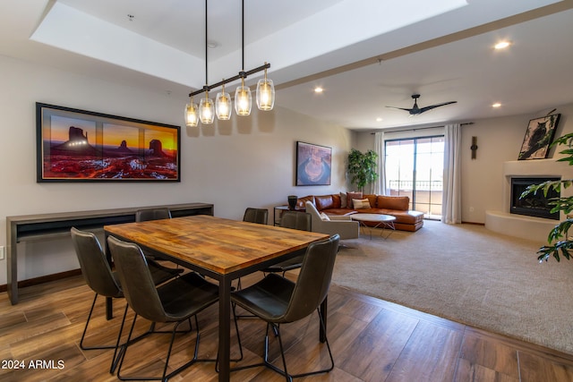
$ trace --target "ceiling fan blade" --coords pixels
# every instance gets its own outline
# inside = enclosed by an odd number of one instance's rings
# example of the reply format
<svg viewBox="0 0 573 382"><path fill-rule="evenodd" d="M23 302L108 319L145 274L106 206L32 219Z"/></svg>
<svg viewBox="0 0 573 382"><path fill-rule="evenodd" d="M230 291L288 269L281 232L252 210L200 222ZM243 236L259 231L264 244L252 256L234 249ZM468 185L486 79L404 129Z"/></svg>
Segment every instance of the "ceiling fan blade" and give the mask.
<svg viewBox="0 0 573 382"><path fill-rule="evenodd" d="M396 106L386 106L386 107L389 107L390 109L399 109L399 110L405 110L406 112L410 112L412 109L406 109L404 107L396 107Z"/></svg>
<svg viewBox="0 0 573 382"><path fill-rule="evenodd" d="M427 112L428 110L435 109L436 107L444 106L449 104L455 104L458 101L442 102L441 104L432 105L430 106L420 107L420 111L417 114Z"/></svg>

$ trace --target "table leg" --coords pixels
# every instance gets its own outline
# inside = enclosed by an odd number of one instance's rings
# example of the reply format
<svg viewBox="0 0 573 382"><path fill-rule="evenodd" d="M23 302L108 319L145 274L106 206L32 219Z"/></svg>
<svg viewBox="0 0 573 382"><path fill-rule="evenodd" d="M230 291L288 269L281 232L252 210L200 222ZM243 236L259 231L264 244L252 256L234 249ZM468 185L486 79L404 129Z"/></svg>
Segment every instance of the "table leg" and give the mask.
<svg viewBox="0 0 573 382"><path fill-rule="evenodd" d="M231 279L223 277L218 283L218 380L230 379L231 358Z"/></svg>
<svg viewBox="0 0 573 382"><path fill-rule="evenodd" d="M324 330L322 330L322 326L319 326L319 327L321 327L321 332L319 334L319 339L321 340L321 343L326 342L326 328L327 328L327 325L326 325L326 315L328 313L328 308L329 308L329 296L327 295L324 298L324 301L321 303L321 315L322 316L322 321L324 322Z"/></svg>

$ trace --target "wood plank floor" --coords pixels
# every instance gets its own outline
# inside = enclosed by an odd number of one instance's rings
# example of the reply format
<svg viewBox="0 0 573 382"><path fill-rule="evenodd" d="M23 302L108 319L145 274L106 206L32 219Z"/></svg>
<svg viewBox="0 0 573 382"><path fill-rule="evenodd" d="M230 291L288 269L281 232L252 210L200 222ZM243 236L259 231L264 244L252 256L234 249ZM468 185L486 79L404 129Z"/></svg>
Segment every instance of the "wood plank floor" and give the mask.
<svg viewBox="0 0 573 382"><path fill-rule="evenodd" d="M260 276L256 276L260 277ZM243 279L244 284L255 276ZM112 350L82 351L79 341L93 298L81 276L21 289L21 302L12 306L0 293L0 380L115 381L108 372ZM115 317L104 318L98 300L86 344L112 344L119 328L124 302L114 304ZM217 307L199 316L200 357L217 353ZM143 332L149 322L139 320ZM329 294L329 339L336 367L328 374L301 378L308 381L573 381L573 356L487 333L435 316L418 312L332 286ZM239 320L244 352L241 364L260 360L265 326L254 318ZM318 342L316 314L281 327L289 370L296 373L326 365L326 347ZM147 337L130 348L125 359L129 373L145 367L160 373L167 335ZM236 356L236 338L231 356ZM173 366L192 355L194 337L179 335ZM270 354L278 356L271 339ZM9 361L23 361L11 369ZM39 361L40 363L36 363ZM37 366L36 369L30 367ZM20 365L21 363L19 362ZM133 366L133 368L132 368ZM148 375L149 375L148 373ZM198 363L173 381L216 381L213 362ZM282 381L264 368L232 373L236 381Z"/></svg>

++++++++++

## WORK INSTRUCTIONS
Find each line in the records that contains the string "give", with case counting, and copy those lines out.

## REPLY
Segment every instance of the "ceiling fan blade" and give the mask.
Segment every instance of the "table leg" and give the mask.
Segment every instance of the "wood plank floor" and give the mask.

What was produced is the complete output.